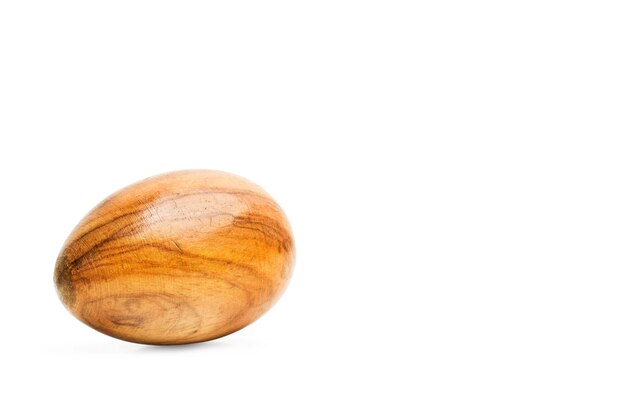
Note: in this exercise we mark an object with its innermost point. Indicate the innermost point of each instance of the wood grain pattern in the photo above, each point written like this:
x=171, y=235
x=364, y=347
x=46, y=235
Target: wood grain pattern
x=178, y=258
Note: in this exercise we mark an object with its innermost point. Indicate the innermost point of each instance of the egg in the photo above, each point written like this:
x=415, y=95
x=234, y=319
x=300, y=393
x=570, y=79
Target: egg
x=178, y=258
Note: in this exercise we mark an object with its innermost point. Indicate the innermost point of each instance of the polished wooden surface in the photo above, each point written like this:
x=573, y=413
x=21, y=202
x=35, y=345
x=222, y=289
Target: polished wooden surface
x=178, y=258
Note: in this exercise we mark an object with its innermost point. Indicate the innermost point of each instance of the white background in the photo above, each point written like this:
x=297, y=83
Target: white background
x=454, y=173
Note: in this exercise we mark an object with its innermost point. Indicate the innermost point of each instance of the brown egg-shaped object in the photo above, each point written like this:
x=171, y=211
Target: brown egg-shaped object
x=177, y=258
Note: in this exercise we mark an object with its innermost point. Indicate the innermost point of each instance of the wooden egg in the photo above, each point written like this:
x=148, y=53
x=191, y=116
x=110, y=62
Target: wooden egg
x=177, y=258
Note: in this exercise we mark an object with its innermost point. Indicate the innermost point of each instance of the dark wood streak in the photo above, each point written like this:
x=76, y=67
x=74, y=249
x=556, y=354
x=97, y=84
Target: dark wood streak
x=223, y=263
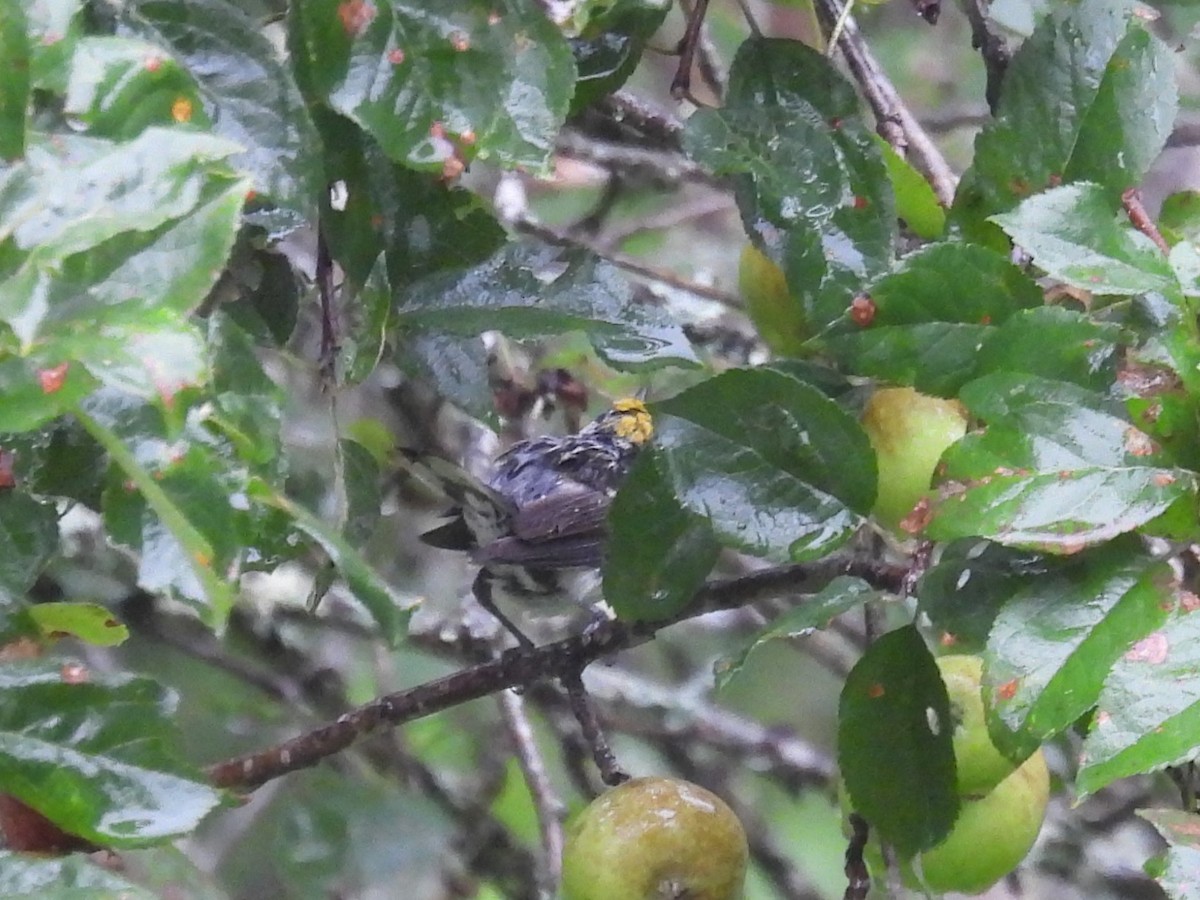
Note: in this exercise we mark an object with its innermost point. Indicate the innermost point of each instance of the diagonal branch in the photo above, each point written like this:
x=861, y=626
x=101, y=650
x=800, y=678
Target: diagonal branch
x=521, y=667
x=894, y=121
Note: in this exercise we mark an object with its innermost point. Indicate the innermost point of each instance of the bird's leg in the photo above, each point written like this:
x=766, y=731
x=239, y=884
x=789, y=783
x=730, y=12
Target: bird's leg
x=483, y=591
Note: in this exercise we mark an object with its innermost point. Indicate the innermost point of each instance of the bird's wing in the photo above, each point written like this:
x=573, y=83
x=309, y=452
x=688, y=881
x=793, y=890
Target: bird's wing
x=581, y=551
x=564, y=529
x=570, y=509
x=478, y=508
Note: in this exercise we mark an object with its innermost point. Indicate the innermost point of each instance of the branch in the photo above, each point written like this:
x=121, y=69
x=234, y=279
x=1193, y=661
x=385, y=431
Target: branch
x=534, y=229
x=521, y=667
x=991, y=47
x=894, y=121
x=549, y=807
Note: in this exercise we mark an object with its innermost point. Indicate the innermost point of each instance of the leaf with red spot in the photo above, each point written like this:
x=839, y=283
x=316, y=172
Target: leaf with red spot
x=1057, y=468
x=1075, y=234
x=811, y=185
x=502, y=72
x=1056, y=637
x=1149, y=713
x=94, y=753
x=1180, y=874
x=925, y=323
x=1121, y=100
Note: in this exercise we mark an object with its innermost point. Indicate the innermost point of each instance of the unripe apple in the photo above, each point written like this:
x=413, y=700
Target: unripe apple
x=909, y=431
x=981, y=766
x=655, y=839
x=990, y=837
x=777, y=315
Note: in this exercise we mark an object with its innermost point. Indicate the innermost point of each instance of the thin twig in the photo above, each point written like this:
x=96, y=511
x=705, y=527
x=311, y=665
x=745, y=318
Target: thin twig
x=535, y=229
x=589, y=725
x=630, y=160
x=751, y=22
x=525, y=666
x=707, y=59
x=652, y=709
x=991, y=47
x=894, y=121
x=858, y=880
x=549, y=807
x=1131, y=199
x=681, y=85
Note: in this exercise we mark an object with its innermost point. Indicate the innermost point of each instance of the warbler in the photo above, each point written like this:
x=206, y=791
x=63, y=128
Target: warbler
x=537, y=526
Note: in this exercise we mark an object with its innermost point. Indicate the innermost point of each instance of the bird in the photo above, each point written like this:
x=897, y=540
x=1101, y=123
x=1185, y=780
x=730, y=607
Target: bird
x=537, y=525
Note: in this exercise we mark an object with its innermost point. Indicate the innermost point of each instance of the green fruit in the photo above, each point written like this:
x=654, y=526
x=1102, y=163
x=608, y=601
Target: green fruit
x=991, y=835
x=981, y=766
x=778, y=317
x=989, y=839
x=655, y=839
x=909, y=431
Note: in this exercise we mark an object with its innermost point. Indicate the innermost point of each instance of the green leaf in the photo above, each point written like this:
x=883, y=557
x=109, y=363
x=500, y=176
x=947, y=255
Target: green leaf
x=1056, y=343
x=91, y=753
x=247, y=406
x=1150, y=708
x=778, y=468
x=54, y=27
x=658, y=553
x=1057, y=469
x=1073, y=234
x=360, y=486
x=813, y=613
x=1061, y=513
x=532, y=292
x=1056, y=639
x=15, y=78
x=67, y=879
x=119, y=87
x=484, y=79
x=1045, y=426
x=115, y=244
x=1180, y=829
x=177, y=553
x=367, y=587
x=811, y=185
x=29, y=535
x=916, y=202
x=250, y=95
x=91, y=623
x=933, y=316
x=894, y=743
x=1180, y=217
x=421, y=223
x=610, y=45
x=365, y=337
x=969, y=586
x=1116, y=84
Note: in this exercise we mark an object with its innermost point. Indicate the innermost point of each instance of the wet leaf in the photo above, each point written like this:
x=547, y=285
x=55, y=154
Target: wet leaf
x=1075, y=235
x=1059, y=635
x=658, y=553
x=481, y=79
x=1149, y=712
x=813, y=613
x=778, y=468
x=91, y=753
x=1122, y=101
x=894, y=743
x=250, y=96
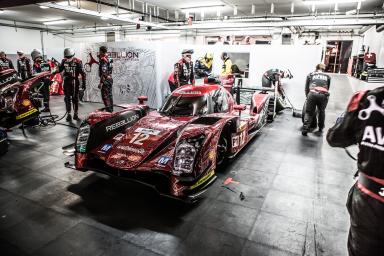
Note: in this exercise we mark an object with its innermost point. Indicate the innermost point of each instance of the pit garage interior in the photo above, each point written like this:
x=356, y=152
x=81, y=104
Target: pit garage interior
x=282, y=194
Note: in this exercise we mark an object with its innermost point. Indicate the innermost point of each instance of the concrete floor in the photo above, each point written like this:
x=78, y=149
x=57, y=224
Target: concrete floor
x=295, y=192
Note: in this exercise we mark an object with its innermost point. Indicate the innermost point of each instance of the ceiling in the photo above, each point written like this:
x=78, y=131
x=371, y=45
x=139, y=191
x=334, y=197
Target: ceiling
x=164, y=11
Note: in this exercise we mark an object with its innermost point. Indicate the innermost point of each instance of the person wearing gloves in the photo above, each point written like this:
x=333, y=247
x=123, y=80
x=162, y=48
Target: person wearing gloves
x=71, y=68
x=39, y=66
x=183, y=70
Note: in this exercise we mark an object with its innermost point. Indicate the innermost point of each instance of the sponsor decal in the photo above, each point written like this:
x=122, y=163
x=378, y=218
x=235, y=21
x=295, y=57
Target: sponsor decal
x=106, y=147
x=26, y=103
x=190, y=92
x=131, y=149
x=163, y=160
x=28, y=113
x=118, y=136
x=147, y=131
x=365, y=114
x=121, y=123
x=203, y=179
x=373, y=137
x=8, y=79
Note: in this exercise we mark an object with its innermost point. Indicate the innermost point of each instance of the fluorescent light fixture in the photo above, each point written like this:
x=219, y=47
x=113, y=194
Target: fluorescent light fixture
x=351, y=12
x=55, y=22
x=97, y=14
x=358, y=5
x=318, y=2
x=211, y=8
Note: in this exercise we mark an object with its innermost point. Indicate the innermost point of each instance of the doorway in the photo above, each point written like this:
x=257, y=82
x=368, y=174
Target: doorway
x=337, y=56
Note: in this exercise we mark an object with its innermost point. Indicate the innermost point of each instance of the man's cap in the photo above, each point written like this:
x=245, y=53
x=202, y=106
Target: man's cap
x=187, y=51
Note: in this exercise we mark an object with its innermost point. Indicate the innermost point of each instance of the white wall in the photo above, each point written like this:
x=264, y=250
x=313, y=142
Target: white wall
x=375, y=41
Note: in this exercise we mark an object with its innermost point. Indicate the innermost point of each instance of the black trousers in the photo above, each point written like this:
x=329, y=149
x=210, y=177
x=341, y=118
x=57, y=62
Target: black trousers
x=319, y=101
x=366, y=233
x=71, y=94
x=106, y=94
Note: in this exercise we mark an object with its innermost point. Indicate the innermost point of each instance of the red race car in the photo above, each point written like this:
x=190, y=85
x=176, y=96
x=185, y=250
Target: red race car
x=177, y=149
····················
- **WHAT THIS TASK INVOLVES**:
Rewrite the items from the line containing "the bird in" through the line containing "x=282, y=194", changing each "green leaf" to "broad leaf" and keeping everything else the same. Leave the pictures out.

- **ANSWER TO THE EXERCISE**:
Note: in this exercise we mark an object with its innermost point. Indicate the innermost point of each instance of the bird in the photo above, each point written like this:
x=897, y=540
x=1101, y=123
x=1185, y=780
x=730, y=607
Target: bird
x=537, y=525
Note: in this exercise we mark an object with its innermost point. Indicate the innermost point of each instance of the green fruit in the photo above, each point written like this:
x=654, y=526
x=1102, y=163
x=608, y=601
Target: green fruit
x=991, y=835
x=981, y=766
x=778, y=317
x=989, y=839
x=655, y=839
x=909, y=431
Note: in this exercise we mark an object with its innermost point. Indicate the innermost point of each instance of the broad leaf in the photo above, each point written like this:
x=883, y=557
x=109, y=363
x=500, y=176
x=947, y=255
Target: broad leaf
x=1056, y=343
x=91, y=753
x=247, y=406
x=1150, y=708
x=778, y=468
x=54, y=27
x=658, y=553
x=1057, y=469
x=1073, y=234
x=360, y=486
x=813, y=613
x=1061, y=513
x=532, y=292
x=1056, y=639
x=15, y=78
x=67, y=879
x=119, y=87
x=484, y=79
x=1045, y=426
x=115, y=244
x=1180, y=829
x=177, y=553
x=367, y=587
x=811, y=185
x=29, y=535
x=916, y=202
x=250, y=95
x=91, y=623
x=933, y=316
x=894, y=743
x=1180, y=217
x=421, y=223
x=610, y=45
x=365, y=337
x=969, y=586
x=1116, y=84
Note: in this exercise we mark an object with its innermost point. Indicate the innermost point of each instance of the wet leaf in the photo above, each point written like this:
x=547, y=285
x=55, y=154
Target: wet leaf
x=1075, y=235
x=1059, y=635
x=658, y=553
x=481, y=79
x=1149, y=712
x=813, y=613
x=778, y=468
x=91, y=753
x=1122, y=101
x=894, y=743
x=250, y=96
Note: in this exercise we mark an object with its innermost point. Indicate the innermost point of each instance of the pit garage interior in the photo above, each point written like this:
x=356, y=152
x=81, y=104
Target: pit garage interior
x=282, y=194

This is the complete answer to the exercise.